● Try it:
Please transcribe the data that follows without the pictures, keeping every word the same.

┄┄┄┄┄┄

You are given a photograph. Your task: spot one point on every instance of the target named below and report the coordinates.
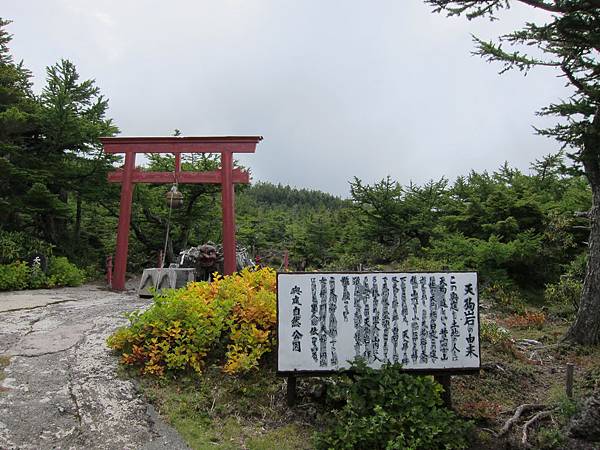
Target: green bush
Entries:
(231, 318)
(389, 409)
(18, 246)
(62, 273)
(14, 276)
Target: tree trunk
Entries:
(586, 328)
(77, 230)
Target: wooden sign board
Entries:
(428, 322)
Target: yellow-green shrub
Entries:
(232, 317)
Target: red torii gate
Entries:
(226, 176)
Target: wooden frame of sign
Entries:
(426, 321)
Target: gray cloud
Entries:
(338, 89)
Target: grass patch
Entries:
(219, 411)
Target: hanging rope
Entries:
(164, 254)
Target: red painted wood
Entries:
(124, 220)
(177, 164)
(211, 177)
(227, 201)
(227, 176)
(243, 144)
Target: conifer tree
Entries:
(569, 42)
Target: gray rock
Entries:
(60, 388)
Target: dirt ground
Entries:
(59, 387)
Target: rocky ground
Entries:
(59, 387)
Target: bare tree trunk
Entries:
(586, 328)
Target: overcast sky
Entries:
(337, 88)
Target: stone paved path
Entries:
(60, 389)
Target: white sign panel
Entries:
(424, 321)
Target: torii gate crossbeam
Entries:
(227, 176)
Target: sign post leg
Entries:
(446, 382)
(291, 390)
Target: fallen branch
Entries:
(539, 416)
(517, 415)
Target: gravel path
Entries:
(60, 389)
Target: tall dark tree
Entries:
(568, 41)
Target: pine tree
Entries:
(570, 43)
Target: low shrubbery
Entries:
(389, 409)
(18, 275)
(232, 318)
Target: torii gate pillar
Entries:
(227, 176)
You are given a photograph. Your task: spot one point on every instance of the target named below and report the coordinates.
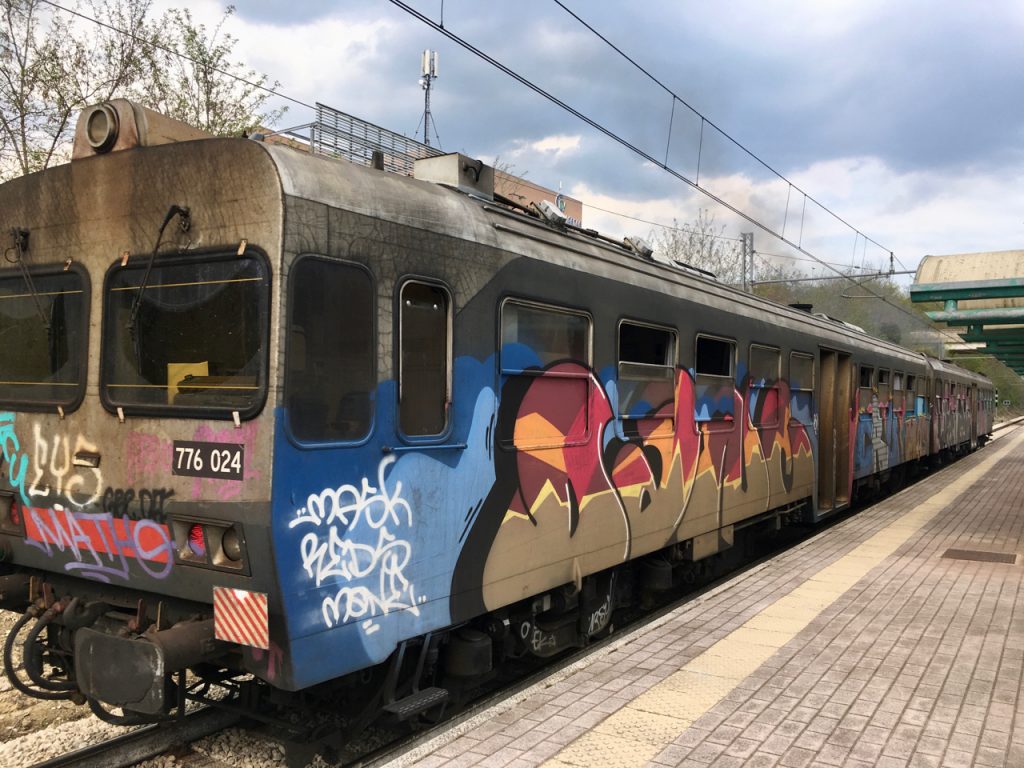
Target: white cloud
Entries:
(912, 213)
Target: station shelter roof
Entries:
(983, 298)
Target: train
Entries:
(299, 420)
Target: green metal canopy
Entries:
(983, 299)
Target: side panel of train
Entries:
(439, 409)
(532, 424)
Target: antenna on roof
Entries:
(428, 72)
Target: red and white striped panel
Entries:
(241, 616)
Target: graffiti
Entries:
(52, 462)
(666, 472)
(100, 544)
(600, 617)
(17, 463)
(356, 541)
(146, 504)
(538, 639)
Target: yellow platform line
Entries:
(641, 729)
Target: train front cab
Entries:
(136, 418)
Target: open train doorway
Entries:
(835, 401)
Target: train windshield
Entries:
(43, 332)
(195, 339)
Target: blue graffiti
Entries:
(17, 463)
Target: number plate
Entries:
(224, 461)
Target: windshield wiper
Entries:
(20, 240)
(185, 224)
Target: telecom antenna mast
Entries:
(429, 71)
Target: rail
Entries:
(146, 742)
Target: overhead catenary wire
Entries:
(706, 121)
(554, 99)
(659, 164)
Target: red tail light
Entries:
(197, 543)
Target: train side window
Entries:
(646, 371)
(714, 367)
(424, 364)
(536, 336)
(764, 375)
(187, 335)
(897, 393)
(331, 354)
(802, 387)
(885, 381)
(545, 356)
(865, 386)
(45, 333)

┄┄┄┄┄┄

● Solution to this task:
You are given a photograph. Your task: spot one point on every instance of the target named below and report the coordinates.
Target: green bush
Entries:
(231, 318)
(389, 409)
(18, 246)
(62, 273)
(14, 276)
Target: tree trunk
Entries:
(586, 328)
(77, 230)
Target: wooden sign board
Entries:
(428, 322)
Target: yellow-green shrub
Entries:
(232, 317)
Target: red torii gate
Entries:
(226, 176)
Target: wooden frame of sign
Entries:
(426, 321)
Target: gray cloud
Entries:
(338, 89)
Target: grass patch
Entries:
(219, 411)
Target: hanging rope
Entries:
(164, 254)
Target: red painted wood
Entries:
(124, 220)
(177, 164)
(211, 177)
(227, 201)
(227, 176)
(243, 144)
Target: conifer tree
Entries:
(569, 42)
Target: gray rock
Entries:
(60, 388)
Target: dirt ground
Entries:
(59, 387)
Target: rocky ground
Entries:
(59, 387)
Target: bare tree trunk
Entries:
(586, 328)
Target: overcast sky
Entries:
(337, 88)
Target: stone paved path
Entries:
(60, 389)
Target: white sign panel
Entries:
(424, 321)
Target: torii gate crossbeam
Entries:
(227, 176)
Target: sign post leg
Entries:
(446, 382)
(291, 390)
Target: fallen branch
Entries:
(539, 416)
(517, 415)
Target: gravel path
Entries:
(60, 389)
Target: tall dark tree
Entries:
(568, 41)
Target: pine tree
Entries:
(570, 43)
Target: low shrubbery
Entries:
(389, 409)
(18, 275)
(232, 318)
Target: torii gate pillar
Entries:
(227, 176)
You are given a photograph. Your task: spot one point on every instance of the target named below and report the coordinates.
Target: white cloud
Entries:
(912, 213)
Target: station shelter roof
Entries:
(983, 298)
Target: train
Entries:
(299, 420)
Target: green metal canopy
Entries:
(983, 299)
Target: side panel of train
Entries:
(439, 409)
(532, 424)
Target: antenna on roof
Entries:
(428, 72)
Target: red and white striped panel
Entries:
(241, 616)
Target: graffiti
Entries:
(52, 462)
(666, 472)
(100, 544)
(600, 617)
(17, 463)
(356, 541)
(146, 504)
(538, 639)
Target: yellow platform line
Entries:
(641, 729)
Target: train front cab
Entries:
(136, 418)
Target: open train doorway
Entries:
(835, 401)
Target: train windshield
Entries:
(43, 332)
(195, 339)
Target: blue graffiti
Entries:
(17, 463)
Target: number plate
Entries:
(224, 461)
Target: windshield wiper
Entries:
(20, 240)
(185, 224)
Target: telecom antenna mast
Entries:
(429, 71)
Target: rail
Entries:
(146, 742)
Target: overhead catenary wire
Entries:
(706, 121)
(554, 99)
(659, 164)
Target: red tail light
Entries:
(197, 543)
Target: train side window
Entries:
(646, 371)
(714, 367)
(424, 364)
(536, 336)
(764, 375)
(187, 335)
(897, 393)
(331, 354)
(802, 387)
(885, 381)
(545, 356)
(865, 386)
(45, 333)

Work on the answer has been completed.